Provided text below:
A college student in Britain was fined £10,000 after organizing a party for more than 50 people in violation of pandemic restrictions.
Here’s what you need to know:
Temperature checks, required in many public places, have little value, U.S. health officials say.
Since the beginning of the pandemic, the practice of checking for fever in public spaces has become increasingly common, causing a surge in sales of infrared contact-free thermometers and body temperature scanners even as scientific evidence indicating that they are of little value has solidified.
Gatekeepers with thermometer guns have appeared at the entrances of U.S. hospitals, office buildings and manufacturing plants to screen out people with fevers who may carry the virus. And Gov. Andrew M. Cuomo of New York last week called for checking patrons’ temperatures as one of several ground rules for resuming indoor dining in restaurants.
But while health officials have endorsed masks and social distancing as effective measures for curbing the spread of the virus, some experts scoff at fever checks. They say that taking temperatures at entry points is a gesture that is unlikely to screen out many infected people and offers little more than an illusion of safety.
The C.D.C. defines a fever as a temperature of 100.4 degrees Fahrenheit or higher. But some reports have questioned the accuracy of thermometer guns, and while temperature checks may identify people who are seriously ill, those people are unlikely to be socializing much or going out for meals. A growing body of evidence also suggests that many of those who are driving transmission are silent carriers — people who have been infected but feel fine and don’t have a fever or other symptoms.
End of Provided text.
Given data below:
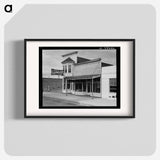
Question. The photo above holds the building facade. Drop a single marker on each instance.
(90, 77)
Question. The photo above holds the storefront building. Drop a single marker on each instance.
(83, 76)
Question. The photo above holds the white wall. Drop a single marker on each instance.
(107, 72)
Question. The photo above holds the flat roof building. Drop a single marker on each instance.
(82, 76)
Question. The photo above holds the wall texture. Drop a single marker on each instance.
(81, 136)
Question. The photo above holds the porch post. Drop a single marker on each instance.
(82, 86)
(66, 86)
(92, 87)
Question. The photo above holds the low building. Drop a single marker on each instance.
(91, 77)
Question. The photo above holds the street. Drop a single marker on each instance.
(50, 101)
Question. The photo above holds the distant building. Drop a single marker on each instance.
(83, 76)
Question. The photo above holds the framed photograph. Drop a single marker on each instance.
(79, 78)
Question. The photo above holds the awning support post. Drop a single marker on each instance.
(92, 87)
(66, 86)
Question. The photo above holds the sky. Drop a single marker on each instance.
(53, 58)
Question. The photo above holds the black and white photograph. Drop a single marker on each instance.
(84, 77)
(79, 78)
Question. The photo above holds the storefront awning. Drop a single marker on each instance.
(82, 77)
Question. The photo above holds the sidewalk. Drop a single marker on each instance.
(83, 100)
(99, 102)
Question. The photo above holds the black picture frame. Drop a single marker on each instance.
(78, 107)
(25, 76)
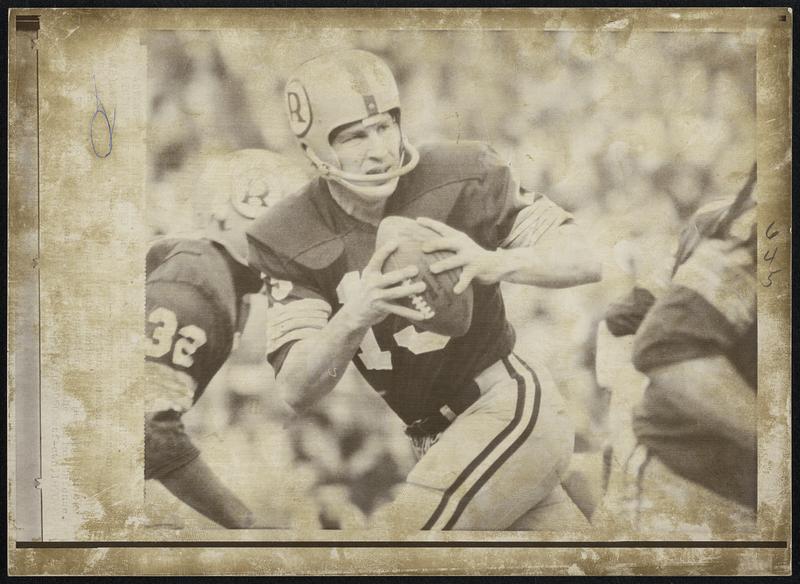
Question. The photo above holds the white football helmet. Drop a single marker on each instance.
(236, 188)
(336, 89)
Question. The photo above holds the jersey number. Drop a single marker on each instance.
(370, 352)
(190, 338)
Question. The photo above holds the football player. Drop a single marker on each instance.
(696, 341)
(196, 305)
(491, 431)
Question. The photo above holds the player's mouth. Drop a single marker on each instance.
(380, 169)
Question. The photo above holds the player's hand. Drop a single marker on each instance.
(476, 263)
(376, 294)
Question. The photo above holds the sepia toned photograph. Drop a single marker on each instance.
(399, 292)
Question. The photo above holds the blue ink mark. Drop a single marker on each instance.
(100, 110)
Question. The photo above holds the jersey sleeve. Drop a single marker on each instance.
(710, 304)
(521, 217)
(186, 330)
(296, 307)
(187, 340)
(167, 446)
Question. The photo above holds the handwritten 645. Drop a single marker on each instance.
(769, 256)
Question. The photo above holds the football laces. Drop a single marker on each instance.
(420, 303)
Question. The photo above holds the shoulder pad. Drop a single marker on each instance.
(194, 261)
(294, 229)
(453, 161)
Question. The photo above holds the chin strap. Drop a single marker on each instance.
(328, 171)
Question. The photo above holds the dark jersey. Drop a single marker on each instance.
(624, 316)
(194, 294)
(708, 310)
(312, 250)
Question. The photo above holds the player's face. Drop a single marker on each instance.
(370, 146)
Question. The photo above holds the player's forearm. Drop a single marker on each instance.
(196, 485)
(315, 364)
(711, 391)
(560, 259)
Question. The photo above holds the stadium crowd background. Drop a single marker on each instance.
(630, 131)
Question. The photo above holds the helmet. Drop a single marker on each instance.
(336, 89)
(236, 188)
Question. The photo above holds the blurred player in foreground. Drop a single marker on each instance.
(197, 304)
(491, 432)
(694, 462)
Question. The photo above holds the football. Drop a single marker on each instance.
(450, 313)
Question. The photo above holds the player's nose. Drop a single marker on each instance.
(378, 148)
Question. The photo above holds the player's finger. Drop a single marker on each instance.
(402, 291)
(408, 313)
(379, 257)
(440, 244)
(397, 276)
(437, 226)
(464, 281)
(449, 263)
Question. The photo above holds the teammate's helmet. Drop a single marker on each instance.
(236, 188)
(336, 89)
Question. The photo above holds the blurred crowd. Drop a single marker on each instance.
(630, 131)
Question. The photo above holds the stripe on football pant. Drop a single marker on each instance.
(508, 440)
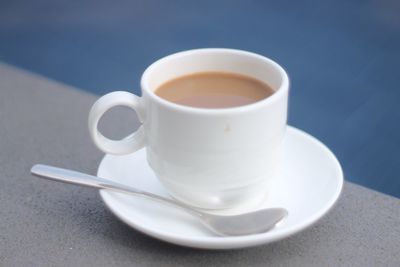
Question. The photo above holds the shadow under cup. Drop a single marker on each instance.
(215, 158)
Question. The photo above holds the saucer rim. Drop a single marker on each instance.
(234, 242)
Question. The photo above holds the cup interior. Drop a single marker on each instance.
(219, 60)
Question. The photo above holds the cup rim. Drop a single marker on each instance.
(280, 92)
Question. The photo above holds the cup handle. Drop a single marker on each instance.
(130, 144)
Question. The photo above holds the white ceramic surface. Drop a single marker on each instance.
(308, 184)
(202, 155)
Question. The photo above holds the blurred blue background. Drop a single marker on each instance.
(342, 56)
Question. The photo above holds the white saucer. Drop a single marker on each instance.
(308, 185)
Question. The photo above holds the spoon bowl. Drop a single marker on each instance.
(254, 222)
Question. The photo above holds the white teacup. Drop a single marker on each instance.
(207, 158)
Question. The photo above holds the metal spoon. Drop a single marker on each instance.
(226, 225)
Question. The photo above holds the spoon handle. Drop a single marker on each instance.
(74, 177)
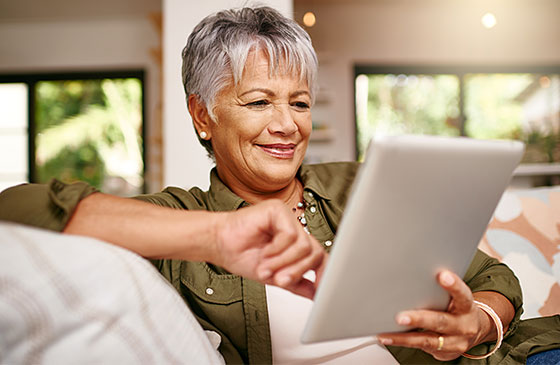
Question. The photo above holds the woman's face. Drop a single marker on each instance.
(262, 130)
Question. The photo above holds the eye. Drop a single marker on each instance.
(259, 104)
(301, 105)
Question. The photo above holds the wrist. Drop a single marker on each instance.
(499, 330)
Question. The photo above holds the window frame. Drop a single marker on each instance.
(31, 80)
(456, 70)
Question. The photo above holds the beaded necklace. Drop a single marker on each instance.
(301, 218)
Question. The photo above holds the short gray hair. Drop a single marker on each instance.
(218, 47)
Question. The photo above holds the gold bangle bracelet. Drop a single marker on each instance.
(499, 328)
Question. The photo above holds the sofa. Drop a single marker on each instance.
(524, 232)
(70, 299)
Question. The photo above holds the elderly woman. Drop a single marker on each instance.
(249, 77)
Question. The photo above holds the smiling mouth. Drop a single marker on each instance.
(279, 150)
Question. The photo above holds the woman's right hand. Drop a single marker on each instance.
(265, 242)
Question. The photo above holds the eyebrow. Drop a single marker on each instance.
(271, 93)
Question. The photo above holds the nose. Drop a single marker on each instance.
(283, 122)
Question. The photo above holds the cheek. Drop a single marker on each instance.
(305, 125)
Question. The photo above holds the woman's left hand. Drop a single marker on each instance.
(445, 335)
End of Given data.
Description of the task>
Answer these questions from the news excerpt on fever checks:
1. How much was the college student in Britain fined?
2. What temperature does the C.D.C. define as a fever?
3. Who called for checking patrons' temperatures as a ground rule for resuming indoor dining in restaurants?

Answer section>
1. £10,000
2. 100.4 degrees Fahrenheit or higher
3. Gov. Andrew M. Cuomo of New York